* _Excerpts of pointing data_
------------------------------------------------

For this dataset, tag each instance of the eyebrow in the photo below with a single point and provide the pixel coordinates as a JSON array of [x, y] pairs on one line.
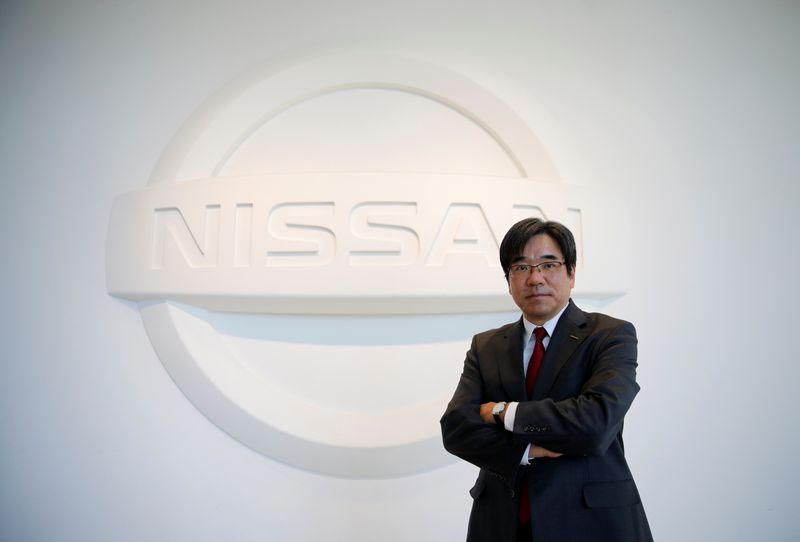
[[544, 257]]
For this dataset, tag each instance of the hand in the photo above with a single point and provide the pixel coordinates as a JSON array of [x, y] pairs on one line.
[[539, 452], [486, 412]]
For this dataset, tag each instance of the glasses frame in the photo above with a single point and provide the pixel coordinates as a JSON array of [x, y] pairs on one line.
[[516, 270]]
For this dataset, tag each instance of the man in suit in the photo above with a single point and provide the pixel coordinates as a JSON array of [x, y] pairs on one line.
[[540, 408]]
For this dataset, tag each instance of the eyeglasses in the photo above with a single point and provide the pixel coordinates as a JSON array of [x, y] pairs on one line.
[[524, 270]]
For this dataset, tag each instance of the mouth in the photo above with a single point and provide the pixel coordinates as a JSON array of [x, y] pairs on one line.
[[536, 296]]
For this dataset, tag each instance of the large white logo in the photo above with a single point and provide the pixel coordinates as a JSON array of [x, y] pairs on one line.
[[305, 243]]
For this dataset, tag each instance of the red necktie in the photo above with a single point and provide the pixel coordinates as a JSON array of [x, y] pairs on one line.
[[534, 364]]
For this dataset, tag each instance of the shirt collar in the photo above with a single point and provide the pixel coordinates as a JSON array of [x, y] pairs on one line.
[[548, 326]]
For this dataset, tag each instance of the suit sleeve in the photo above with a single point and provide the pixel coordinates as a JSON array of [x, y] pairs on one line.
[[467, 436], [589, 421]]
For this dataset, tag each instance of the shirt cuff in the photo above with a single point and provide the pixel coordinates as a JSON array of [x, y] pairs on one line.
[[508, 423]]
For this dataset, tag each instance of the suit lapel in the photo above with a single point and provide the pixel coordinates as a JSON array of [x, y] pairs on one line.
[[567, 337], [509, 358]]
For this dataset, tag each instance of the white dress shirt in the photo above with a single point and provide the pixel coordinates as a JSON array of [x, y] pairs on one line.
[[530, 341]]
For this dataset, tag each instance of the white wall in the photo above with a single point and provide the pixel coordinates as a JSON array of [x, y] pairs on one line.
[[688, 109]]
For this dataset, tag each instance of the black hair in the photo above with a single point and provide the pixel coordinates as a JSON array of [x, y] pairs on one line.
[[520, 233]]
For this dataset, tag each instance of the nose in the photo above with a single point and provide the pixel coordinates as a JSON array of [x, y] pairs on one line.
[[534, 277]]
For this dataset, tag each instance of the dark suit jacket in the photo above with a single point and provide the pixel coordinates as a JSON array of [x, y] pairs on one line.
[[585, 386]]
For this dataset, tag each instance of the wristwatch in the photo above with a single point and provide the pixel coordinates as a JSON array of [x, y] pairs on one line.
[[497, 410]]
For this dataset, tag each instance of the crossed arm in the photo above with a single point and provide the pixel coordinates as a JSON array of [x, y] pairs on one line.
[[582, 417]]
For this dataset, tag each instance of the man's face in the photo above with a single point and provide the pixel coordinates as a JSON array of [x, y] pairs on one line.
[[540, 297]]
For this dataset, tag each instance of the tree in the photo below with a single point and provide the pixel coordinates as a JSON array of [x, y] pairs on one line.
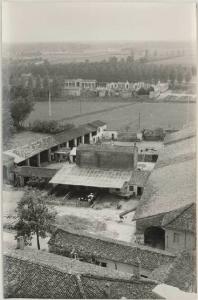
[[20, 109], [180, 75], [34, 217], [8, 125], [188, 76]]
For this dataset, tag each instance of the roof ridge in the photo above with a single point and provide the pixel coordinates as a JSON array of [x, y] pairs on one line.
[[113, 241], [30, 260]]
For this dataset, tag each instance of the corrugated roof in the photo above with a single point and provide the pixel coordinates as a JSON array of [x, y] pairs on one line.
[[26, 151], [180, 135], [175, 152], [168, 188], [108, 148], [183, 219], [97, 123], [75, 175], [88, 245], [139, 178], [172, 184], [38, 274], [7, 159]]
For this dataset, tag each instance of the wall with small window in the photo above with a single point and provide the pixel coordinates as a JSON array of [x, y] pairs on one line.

------------------------------------------------

* _Task description_
Swap "pixel coordinates" for "image coordinates" in the stretch of the records from the line containing "For this dataset, tag each instance of the man's" through the end of the records, and keep everything else unchanged. Omit the pictures from your answer.

* _The reply_
For this dataset, tag each instance of the man's face in the photo above with a single point and provide the image coordinates as a JSON array of [x, y] pairs on one line.
[[540, 297]]
For this dataset, tag each instance of the tree in the photo below with a single point and provide the image coordinates as a JSON array of [x, y] pairs on one line.
[[20, 109], [180, 75], [34, 217], [8, 125], [188, 76]]
For this dataset, tag each instance of the roof ridge in the photo above with a single point and provide the image coordinates as a JSON array of [x, y] pairs on one line.
[[113, 241], [30, 260]]
For this dataset, tag each instance of the corrugated roof in the photo above with a single point and provide the image coordinates as a JSON array of [x, y] pairs on one line.
[[26, 151], [180, 135], [175, 152], [168, 188], [108, 148], [183, 219], [97, 123], [75, 175], [88, 245], [139, 178], [172, 184], [38, 274], [7, 159]]
For this dataset, tag each instance of the wall with small window in the photo above with a single point and provide the image coordinates as a JSON array of [x, y] pairs on one line.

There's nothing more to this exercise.